• [TASK BRIEF]: Identify and pull out each line of the entries in which "below" occurs.

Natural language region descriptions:
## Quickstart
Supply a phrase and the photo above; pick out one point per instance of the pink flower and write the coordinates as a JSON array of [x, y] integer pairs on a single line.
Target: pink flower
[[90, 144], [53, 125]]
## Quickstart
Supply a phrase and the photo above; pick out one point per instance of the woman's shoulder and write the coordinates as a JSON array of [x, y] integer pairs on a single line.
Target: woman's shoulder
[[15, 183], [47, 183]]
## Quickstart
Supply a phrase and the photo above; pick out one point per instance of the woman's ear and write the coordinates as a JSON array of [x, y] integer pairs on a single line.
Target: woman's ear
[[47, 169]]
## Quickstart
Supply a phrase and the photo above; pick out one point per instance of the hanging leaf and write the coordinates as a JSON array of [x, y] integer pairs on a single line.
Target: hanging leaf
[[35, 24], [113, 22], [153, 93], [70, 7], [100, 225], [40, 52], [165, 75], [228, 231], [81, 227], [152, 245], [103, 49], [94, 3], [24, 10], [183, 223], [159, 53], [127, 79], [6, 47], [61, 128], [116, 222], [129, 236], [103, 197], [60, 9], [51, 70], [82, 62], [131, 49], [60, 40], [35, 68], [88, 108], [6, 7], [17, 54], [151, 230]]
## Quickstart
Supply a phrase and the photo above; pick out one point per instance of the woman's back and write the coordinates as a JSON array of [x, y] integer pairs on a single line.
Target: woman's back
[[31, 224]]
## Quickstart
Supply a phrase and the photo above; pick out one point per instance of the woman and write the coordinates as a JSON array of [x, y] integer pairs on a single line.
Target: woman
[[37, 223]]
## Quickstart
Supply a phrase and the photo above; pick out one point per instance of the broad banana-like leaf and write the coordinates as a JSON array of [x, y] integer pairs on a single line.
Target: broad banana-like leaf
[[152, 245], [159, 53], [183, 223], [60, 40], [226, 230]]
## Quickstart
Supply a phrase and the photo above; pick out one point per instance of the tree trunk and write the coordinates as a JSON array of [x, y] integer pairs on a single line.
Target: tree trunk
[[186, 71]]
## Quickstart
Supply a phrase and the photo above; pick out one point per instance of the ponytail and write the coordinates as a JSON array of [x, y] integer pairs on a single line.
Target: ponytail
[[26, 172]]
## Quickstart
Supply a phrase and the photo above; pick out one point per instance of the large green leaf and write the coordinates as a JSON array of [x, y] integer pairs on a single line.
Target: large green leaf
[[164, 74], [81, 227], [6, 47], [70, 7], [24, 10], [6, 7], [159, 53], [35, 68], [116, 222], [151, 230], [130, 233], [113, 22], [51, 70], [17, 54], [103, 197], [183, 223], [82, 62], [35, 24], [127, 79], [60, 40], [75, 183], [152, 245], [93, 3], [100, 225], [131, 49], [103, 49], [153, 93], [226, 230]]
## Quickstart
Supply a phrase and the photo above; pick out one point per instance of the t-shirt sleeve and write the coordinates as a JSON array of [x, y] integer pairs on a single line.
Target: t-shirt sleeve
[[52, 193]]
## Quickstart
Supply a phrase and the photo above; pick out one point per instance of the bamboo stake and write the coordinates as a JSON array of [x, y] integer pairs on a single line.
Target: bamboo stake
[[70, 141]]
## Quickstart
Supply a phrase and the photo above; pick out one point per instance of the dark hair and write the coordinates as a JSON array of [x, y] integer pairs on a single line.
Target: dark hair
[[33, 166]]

--

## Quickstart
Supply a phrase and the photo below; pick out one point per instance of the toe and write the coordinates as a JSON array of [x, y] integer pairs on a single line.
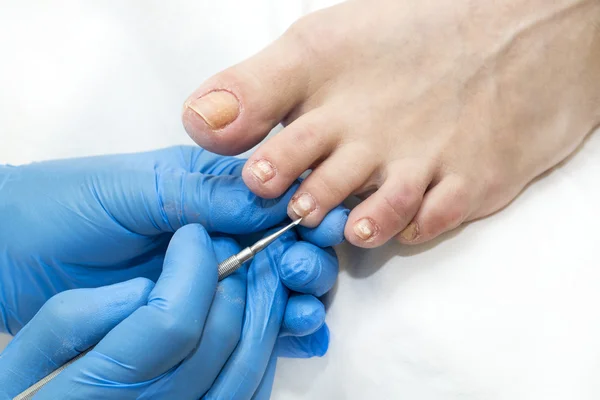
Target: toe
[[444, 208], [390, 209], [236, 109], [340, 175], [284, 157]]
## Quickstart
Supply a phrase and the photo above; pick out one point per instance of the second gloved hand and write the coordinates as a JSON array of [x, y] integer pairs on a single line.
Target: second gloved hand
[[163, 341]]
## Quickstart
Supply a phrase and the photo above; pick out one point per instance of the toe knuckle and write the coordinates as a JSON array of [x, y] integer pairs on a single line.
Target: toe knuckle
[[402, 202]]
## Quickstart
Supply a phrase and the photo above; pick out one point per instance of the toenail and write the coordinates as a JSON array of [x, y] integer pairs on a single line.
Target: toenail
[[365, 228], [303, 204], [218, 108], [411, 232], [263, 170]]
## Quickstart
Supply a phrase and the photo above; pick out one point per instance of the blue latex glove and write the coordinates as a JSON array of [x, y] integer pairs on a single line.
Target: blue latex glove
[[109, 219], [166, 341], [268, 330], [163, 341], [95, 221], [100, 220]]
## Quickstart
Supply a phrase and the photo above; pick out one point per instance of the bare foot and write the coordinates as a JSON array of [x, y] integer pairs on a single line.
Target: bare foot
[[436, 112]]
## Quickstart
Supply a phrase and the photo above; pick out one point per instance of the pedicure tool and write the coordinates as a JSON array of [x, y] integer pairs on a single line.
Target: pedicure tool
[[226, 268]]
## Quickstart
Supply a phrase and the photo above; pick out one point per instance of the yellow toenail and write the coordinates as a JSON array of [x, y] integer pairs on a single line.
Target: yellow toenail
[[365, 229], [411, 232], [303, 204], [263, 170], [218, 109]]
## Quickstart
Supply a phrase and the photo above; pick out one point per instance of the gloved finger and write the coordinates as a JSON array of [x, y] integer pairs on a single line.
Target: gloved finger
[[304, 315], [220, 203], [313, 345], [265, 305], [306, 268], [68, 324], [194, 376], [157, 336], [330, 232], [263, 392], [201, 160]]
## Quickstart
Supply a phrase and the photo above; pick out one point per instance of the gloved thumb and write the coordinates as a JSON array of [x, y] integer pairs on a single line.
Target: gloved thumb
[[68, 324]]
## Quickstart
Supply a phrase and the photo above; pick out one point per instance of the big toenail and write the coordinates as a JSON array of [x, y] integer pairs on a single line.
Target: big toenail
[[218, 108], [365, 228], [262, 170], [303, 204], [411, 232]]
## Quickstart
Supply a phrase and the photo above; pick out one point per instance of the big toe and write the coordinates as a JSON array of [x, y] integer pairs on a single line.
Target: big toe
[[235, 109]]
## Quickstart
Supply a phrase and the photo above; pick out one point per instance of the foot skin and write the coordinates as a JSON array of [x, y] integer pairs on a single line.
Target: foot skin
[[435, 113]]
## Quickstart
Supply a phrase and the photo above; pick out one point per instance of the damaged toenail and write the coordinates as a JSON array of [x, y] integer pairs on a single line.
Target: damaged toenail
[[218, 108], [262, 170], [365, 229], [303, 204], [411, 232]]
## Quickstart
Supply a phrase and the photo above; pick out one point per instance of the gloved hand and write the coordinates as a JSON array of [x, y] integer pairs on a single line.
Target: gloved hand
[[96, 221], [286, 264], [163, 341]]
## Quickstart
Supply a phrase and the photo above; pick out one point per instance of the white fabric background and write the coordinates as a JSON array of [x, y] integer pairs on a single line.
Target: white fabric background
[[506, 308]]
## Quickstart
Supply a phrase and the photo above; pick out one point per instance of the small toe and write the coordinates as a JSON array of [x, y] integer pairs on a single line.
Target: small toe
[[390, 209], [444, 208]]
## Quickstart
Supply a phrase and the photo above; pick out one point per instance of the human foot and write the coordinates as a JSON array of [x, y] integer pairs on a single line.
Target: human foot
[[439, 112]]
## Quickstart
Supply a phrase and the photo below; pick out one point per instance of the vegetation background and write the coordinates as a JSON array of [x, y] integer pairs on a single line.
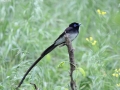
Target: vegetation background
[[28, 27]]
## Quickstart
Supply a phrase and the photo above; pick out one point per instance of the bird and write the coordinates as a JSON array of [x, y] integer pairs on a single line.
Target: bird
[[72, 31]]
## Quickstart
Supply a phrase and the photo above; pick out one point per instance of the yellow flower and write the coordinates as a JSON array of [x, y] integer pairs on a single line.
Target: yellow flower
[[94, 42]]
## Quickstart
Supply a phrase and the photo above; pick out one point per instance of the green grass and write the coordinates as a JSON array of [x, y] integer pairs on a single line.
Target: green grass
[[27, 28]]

• [RESPONSE TO THIS TASK]:
Supply a phrase and the photo below; pick out one point per instance of the toe and write the coordinates as a JSON array of [x, y] integer pairs on a single line.
Supply a phrase and the photo below; pick out one point per instance of the vegetation background and write the coordinates as a JSON array of [x, y] integer pairs on a single line.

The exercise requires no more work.